**Items stored from a collection**:

===============

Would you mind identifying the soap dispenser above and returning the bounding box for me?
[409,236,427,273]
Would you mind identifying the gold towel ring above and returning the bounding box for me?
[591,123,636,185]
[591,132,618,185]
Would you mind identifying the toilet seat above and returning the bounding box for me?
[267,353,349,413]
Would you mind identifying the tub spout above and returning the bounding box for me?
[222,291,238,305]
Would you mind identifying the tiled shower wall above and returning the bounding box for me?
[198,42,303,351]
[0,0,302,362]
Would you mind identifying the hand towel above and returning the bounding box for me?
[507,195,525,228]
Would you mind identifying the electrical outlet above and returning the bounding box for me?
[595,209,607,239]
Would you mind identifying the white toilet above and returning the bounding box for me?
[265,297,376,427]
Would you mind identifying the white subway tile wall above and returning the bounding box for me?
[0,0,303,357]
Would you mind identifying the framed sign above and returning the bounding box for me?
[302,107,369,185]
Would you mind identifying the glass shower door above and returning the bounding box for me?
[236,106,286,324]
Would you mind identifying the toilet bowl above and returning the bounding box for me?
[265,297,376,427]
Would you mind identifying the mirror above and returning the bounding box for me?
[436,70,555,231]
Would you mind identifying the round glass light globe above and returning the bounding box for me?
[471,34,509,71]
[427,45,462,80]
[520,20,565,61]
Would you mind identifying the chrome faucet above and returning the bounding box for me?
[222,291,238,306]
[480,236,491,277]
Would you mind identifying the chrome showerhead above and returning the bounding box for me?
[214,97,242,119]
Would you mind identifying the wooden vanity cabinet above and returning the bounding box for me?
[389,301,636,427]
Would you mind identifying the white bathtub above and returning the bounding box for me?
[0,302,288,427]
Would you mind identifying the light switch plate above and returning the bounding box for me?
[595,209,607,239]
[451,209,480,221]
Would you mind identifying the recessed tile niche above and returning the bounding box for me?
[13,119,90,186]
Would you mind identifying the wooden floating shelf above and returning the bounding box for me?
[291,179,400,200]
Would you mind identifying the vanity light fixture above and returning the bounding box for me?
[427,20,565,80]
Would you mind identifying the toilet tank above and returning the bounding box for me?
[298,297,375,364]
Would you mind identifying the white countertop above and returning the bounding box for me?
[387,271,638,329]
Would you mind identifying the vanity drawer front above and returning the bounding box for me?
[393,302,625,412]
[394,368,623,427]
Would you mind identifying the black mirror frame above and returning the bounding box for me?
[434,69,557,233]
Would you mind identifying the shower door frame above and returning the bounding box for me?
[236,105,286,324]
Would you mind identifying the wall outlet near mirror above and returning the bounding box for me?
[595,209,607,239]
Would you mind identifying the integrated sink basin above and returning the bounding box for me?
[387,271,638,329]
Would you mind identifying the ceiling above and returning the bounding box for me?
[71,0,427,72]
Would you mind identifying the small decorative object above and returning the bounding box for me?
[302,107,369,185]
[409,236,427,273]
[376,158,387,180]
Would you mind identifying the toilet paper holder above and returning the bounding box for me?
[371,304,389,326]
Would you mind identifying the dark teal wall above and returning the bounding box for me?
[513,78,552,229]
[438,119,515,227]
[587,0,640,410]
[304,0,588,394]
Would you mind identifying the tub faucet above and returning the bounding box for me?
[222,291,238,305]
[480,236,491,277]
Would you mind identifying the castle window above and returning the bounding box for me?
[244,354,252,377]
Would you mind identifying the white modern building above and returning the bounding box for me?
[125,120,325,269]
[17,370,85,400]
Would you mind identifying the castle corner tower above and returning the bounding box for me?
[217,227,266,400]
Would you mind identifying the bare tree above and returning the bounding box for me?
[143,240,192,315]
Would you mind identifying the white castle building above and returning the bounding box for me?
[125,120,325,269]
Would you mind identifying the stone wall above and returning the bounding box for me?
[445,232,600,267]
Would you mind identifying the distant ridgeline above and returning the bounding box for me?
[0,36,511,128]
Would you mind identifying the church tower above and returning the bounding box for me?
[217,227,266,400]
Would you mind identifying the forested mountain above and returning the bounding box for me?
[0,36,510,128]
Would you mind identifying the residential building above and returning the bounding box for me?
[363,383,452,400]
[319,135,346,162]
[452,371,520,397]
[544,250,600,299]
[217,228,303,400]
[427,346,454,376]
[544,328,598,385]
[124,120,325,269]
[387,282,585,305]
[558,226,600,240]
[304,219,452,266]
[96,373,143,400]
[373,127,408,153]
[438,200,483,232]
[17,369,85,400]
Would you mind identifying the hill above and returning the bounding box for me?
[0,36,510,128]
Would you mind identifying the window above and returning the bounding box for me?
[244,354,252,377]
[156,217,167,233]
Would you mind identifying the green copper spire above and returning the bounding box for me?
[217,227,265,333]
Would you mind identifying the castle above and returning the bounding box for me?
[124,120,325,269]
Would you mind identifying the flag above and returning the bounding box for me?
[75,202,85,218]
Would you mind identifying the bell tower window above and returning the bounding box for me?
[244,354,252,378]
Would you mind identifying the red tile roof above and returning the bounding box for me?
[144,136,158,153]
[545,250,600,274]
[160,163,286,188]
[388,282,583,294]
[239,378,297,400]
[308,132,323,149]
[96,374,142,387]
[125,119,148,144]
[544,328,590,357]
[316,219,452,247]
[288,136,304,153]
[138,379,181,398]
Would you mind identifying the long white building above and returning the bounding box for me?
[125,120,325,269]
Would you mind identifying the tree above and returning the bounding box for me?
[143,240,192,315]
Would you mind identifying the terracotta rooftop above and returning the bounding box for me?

===============

**Written request**:
Reproduce each of the rows above word for word, without changing anything.

**Expected answer**:
Would you mind identifying the soap dispenser above and returning the bounding box for me?
[409,236,427,273]
Would you mind identifying the gold towel ring above and returning the bounding box for me?
[591,123,636,185]
[591,132,618,185]
Would you mind identifying the toilet seat above and returning the bounding box for me?
[267,353,349,413]
Would you mind identifying the tub spout above and returning the bounding box for me?
[222,291,238,305]
Would you mind identifying the tiled shower wall above and returning the bounding box for me?
[198,42,303,351]
[0,0,302,362]
Would you mind identifying the hand towel above and returning the bounding box for me?
[507,195,525,228]
Would you mind identifying the electrical outlet above and returning the bounding box for me?
[595,209,607,239]
Would you mind identifying the white toilet above and returning the bounding box for me?
[265,297,376,427]
Would you mind identifying the white subway tile wall above and returning the bounding box for me?
[0,0,303,357]
Would you mind identifying the framed sign above and returning the bounding box for me?
[302,107,369,185]
Would you mind identifying the glass shower door above and returning the bounding box for me?
[236,106,286,324]
Would you mind identifying the toilet bowl above and returning the bounding box for me?
[265,297,376,427]
Would you mind identifying the mirror above and returning the bounding box for me?
[436,70,555,231]
Would you mind identifying the round glass light globe above and returning the bounding box for me?
[471,34,509,71]
[427,45,462,80]
[520,20,565,61]
Would you mind identifying the chrome faucet above and returning the bounding box for me?
[222,291,238,306]
[480,236,491,277]
Would you mind identifying the chrome showerhead above and returning the bounding box for me?
[214,97,242,119]
Would you mind identifying the wooden vanity cabinet above and returning the bounding box for me?
[389,301,636,427]
Would you mind identifying the white bathtub above and returning the bounding box for me?
[0,302,288,427]
Would you mind identifying the light switch plate above and returning the bounding box for me?
[595,209,607,239]
[451,209,480,221]
Would you mind identifying the recessed tile niche above and returning the bounding box for me?
[13,119,90,186]
Would you mind identifying the wooden floating shelf above and returning the bounding box for me?
[291,179,400,200]
Would you mind identifying the vanity light fixture above and returning the bounding box for me?
[427,20,565,80]
Would you mind identifying the toilet tank above and returning the bounding box for me?
[298,297,375,364]
Would you mind identifying the white countertop above and returning the bounding box for me?
[387,271,638,329]
Would you mind identifying the vanity drawer front above and returning the bounding box for me?
[393,302,625,412]
[394,368,623,427]
Would you mind identifying the black mirror frame above and returning the bounding box for me?
[434,69,557,233]
Would you mind identifying the shower door frame above and returning the bounding box for me?
[236,105,286,324]
Would you mind identifying the wall outlet near mirror above and returning the bounding box for me?
[595,209,607,239]
Would you mind identifying the integrated sink basin above and returning the bounding box for me?
[387,271,638,329]
Would you mind identifying the ceiling above and returning the bounding box for me?
[71,0,427,72]
Would you mind identifying the small decorative object above and returning the bounding box for me?
[302,107,369,185]
[409,236,427,273]
[376,158,387,180]
Would you mind identifying the toilet paper holder above and returning the bounding box for me?
[371,304,389,326]
Would you mind identifying the dark teal wall above and returning the bounding box for me?
[513,78,552,229]
[438,119,515,227]
[587,0,640,410]
[304,0,588,394]
Would you mind identifying the tub faucet above and returning the bounding box for me?
[222,291,238,305]
[480,236,491,277]
Would you mind identifying the castle window above and returning the bounding box for me?
[244,354,252,377]
Would you mind identifying the white modern building above and returning the bounding box for me?
[125,120,325,269]
[17,370,85,400]
Would you mind identifying the castle corner tower above and returning the bounding box for me?
[217,227,266,400]
Would you mind identifying the bare tree above and returning the bounding box for me?
[143,240,192,315]
Would you mind identifying the white castle building above and returning the bounding box for me?
[125,120,325,269]
Would you mind identifying the stone wall above and returning the bounding box for me?
[445,232,600,267]
Would you mind identifying the distant ridgeline above and returning the bounding box for me?
[0,36,511,128]
Would you mind identifying the church tower above and returning the bounding box for me?
[217,227,266,400]
Would you mind identifying the forested mountain above and returning the bounding box for me?
[0,36,510,128]
Would you mind identifying the residential building above and returning the bounding box for me?
[363,383,452,400]
[319,135,346,162]
[452,371,520,397]
[544,250,600,299]
[217,228,303,400]
[427,346,454,376]
[544,328,598,385]
[124,120,325,269]
[387,282,585,305]
[558,226,600,240]
[304,219,452,266]
[96,373,143,400]
[373,127,408,153]
[438,200,483,232]
[17,369,85,400]
Would you mind identifying the hill above and returning the bounding box for me?
[0,36,510,128]
Would you mind identifying the window above and returning the bounding box for me?
[244,354,252,377]
[156,217,167,233]
Would you mind identifying the green copper spire above and returning the bounding box for me?
[217,227,265,333]
Would you mind identifying the castle above and returning the bounding box for me?
[124,120,325,269]
Would you mind identifying the flag above and returning the bounding box for me?
[75,202,85,218]
Would you mind identifying the bell tower window above and returning the bounding box for me?
[244,354,252,378]
Would you mind identifying the red tile roof above and returning the bounding box for me?
[144,136,158,153]
[545,250,600,274]
[160,163,286,188]
[388,282,583,294]
[239,378,297,400]
[308,132,323,149]
[96,374,142,387]
[125,119,148,144]
[544,328,590,357]
[316,219,452,247]
[288,136,304,153]
[138,379,181,398]
Would you mind identifying the long white building above and returning the bounding box for me?
[125,120,325,269]
Would you mind identifying the tree above and returning the bounding box for me?
[143,240,192,315]
Would you mind identifying the terracotta rooftop above and returning the bounding box for me?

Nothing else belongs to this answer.